◆ EXCERPTED PASSAGE
As part of a recent Radiant.Earth workshop, 30 leading international experts participated in the launch of a new Technical Working Group on Machine Learning for Global Development.
The group includes Earth observations (EO), machine learning (ML), and land cover (LC) classification experts, all working collaboratively towards the goal of developing a community standard on best practices for use of ML with EO, a commons for labeled training data catalogues, and a hierarchical schema for global LC classification.
“Radiant.Earth is developing open source datasets of labeled satellite images, which will be hosted on the MLHub.Earth with a Creative Commons license.”
Radiant.Earth is developing open source datasets of labeled satellite images, which will be hosted on the MLHub.Earth with a Creative Commons license. These datasets will lead to a living open image library for ML and EO. Our goal is to create a sustained, community-wide effort to capture image labels that would enable major innovations and will drive new, more targeted and timely insights supporting progress in areas such as agriculture, food security, conservation, health, land rights, urban planning, water resources, and other areas relevant to global development and humanitarian response.
The first of such datasets that Radiant.Earth will generate consist of global LC labeled imagery from Sentinel-2 satellites at 10 m spatial resolution. This will enable fully-automated and dynamic LC classification algorithms, using open source satellite imagery. Radiant.Earth will label these images using a combination of ML and crowdsourcing to generate a human-verified training dataset.
“Existing training datasets for LC classification have limitations that do not support the development of a global EO-based LC classification algorithm at fine spatial resolutions with high accuracy.”

◆ SET TASKS
**1.** In the Radiant.Earth passage:
(a) How many experts took part in launching the new Technical Working Group?
(b) Where will the labeled satellite image datasets be hosted?
(c) What is the spatial resolution of the Sentinel-2 imagery in the first dataset?
**2.** Write out the Radiant.Earth passage word for word from "The first of" to "human-verified training dataset.".
The items that come next have no connection to the Radiant.Earth passage.

◆ RECORD EXTRACTS
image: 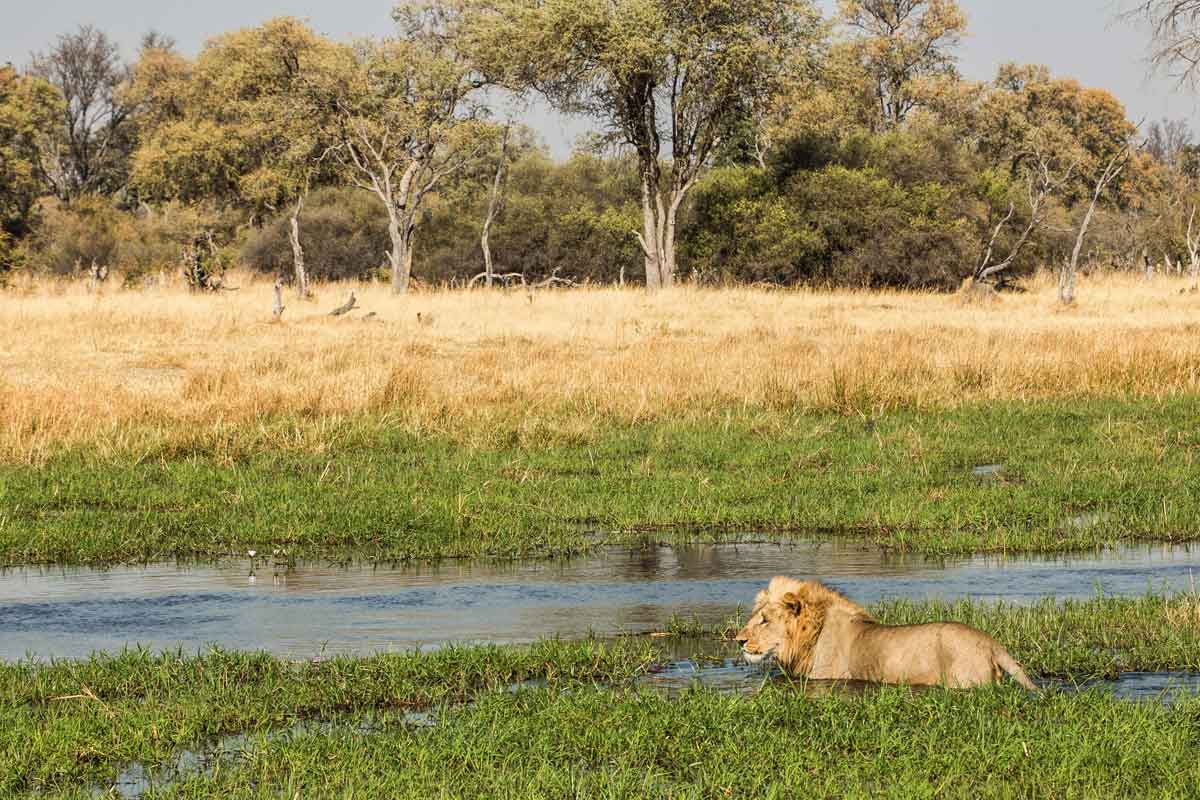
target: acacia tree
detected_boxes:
[839,0,967,128]
[301,4,497,294]
[462,0,821,289]
[131,17,344,297]
[0,65,62,266]
[29,25,134,200]
[966,65,1135,283]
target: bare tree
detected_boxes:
[1122,0,1200,89]
[1058,143,1129,306]
[1184,201,1200,291]
[1146,120,1192,165]
[479,125,509,288]
[839,0,966,127]
[288,192,310,300]
[29,25,133,200]
[973,150,1078,283]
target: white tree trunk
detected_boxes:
[288,196,308,299]
[638,178,662,291]
[479,126,509,288]
[388,206,413,294]
[1058,203,1103,306]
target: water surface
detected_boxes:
[0,541,1200,661]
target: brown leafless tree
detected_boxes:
[1058,143,1130,306]
[479,125,509,288]
[973,151,1078,283]
[1122,0,1200,89]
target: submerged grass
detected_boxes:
[0,397,1200,565]
[136,687,1200,800]
[0,642,654,796]
[0,596,1200,796]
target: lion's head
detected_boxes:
[737,577,870,675]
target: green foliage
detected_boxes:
[240,188,388,281]
[0,66,62,273]
[684,125,979,289]
[30,197,122,275]
[419,151,641,282]
[28,197,229,284]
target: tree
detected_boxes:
[479,125,509,288]
[29,25,133,200]
[1122,0,1200,89]
[131,17,348,297]
[0,65,62,271]
[463,0,821,289]
[1058,143,1130,306]
[301,2,497,294]
[966,64,1135,281]
[839,0,967,127]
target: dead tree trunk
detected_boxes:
[288,194,308,300]
[271,275,283,323]
[1058,144,1129,306]
[479,125,509,288]
[1187,203,1200,291]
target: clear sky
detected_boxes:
[0,0,1200,156]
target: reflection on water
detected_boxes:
[0,541,1200,660]
[97,662,1200,800]
[638,657,1200,705]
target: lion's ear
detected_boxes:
[779,591,804,614]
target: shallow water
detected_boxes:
[95,662,1200,800]
[638,657,1200,704]
[0,541,1200,661]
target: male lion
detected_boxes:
[738,577,1038,692]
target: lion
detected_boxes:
[737,576,1038,692]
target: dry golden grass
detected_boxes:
[0,271,1200,462]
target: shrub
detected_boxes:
[240,188,391,281]
[30,197,122,275]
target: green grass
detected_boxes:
[140,688,1200,800]
[0,596,1200,796]
[0,642,654,796]
[0,398,1200,565]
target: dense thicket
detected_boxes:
[0,0,1200,290]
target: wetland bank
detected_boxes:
[0,278,1200,798]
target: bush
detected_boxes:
[240,188,391,281]
[29,197,122,275]
[28,197,233,284]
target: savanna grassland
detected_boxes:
[0,277,1200,564]
[7,277,1200,798]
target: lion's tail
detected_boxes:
[991,644,1040,692]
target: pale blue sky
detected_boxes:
[7,0,1200,156]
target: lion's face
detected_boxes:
[737,602,791,664]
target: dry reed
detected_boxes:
[0,277,1200,462]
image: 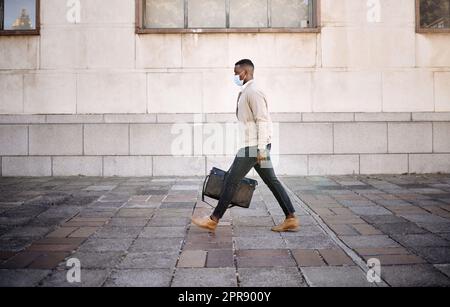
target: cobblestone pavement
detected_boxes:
[0,175,450,287]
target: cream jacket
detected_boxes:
[236,80,273,150]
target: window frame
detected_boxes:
[135,0,321,34]
[415,0,450,33]
[0,0,41,36]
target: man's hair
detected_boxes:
[234,59,255,69]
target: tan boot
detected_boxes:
[272,217,300,232]
[192,216,218,232]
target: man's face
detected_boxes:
[234,65,245,80]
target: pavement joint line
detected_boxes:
[282,182,389,287]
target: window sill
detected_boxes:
[0,29,40,36]
[136,27,321,34]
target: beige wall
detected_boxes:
[0,0,450,175]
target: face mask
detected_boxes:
[234,75,244,86]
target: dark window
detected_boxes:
[0,0,39,35]
[136,0,319,33]
[417,0,450,32]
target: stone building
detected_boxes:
[0,0,450,176]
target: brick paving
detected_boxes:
[0,174,450,287]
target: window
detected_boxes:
[136,0,319,33]
[0,0,40,35]
[416,0,450,33]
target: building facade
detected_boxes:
[0,0,450,176]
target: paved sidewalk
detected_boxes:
[0,175,450,287]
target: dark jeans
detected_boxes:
[213,144,295,219]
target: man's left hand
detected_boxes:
[256,150,268,164]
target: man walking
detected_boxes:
[192,59,299,232]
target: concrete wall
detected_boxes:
[0,0,450,176]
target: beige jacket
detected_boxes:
[236,80,273,150]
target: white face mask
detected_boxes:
[234,75,244,86]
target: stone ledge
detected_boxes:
[0,112,450,124]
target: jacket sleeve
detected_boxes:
[248,91,272,150]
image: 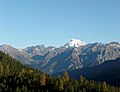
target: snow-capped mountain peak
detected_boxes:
[64,39,86,48]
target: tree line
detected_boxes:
[0,52,120,92]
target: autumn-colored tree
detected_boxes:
[79,75,84,83]
[0,62,3,76]
[63,71,69,81]
[40,74,46,86]
[101,81,108,92]
[58,78,64,91]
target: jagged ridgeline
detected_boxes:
[0,52,120,92]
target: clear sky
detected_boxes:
[0,0,120,48]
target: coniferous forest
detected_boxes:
[0,52,120,92]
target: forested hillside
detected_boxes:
[0,52,120,92]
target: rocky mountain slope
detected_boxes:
[0,39,120,74]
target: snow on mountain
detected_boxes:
[64,39,86,48]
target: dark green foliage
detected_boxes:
[0,52,120,92]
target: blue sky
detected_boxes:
[0,0,120,48]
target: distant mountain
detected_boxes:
[60,58,120,86]
[0,39,120,74]
[0,44,34,65]
[64,39,86,48]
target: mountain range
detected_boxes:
[0,39,120,74]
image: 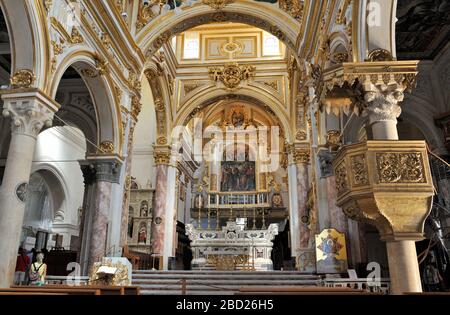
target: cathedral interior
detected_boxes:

◆ ANSWERS TO THE PROBLEMS
**1.**
(a) 30 leading international experts.
(b) On the MLHub.Earth, with a Creative Commons license.
(c) 10 m.

**2.**
The first of such datasets that Radiant.Earth will generate consist of global LC labeled imagery from Sentinel-2 satellites at 10 m spatial resolution. This will enable fully-automated and dynamic LC classification algorithms, using open source satellite imagery. Radiant.Earth will label these images using a combination of ML and crowdsourcing to generate a human-verified training dataset.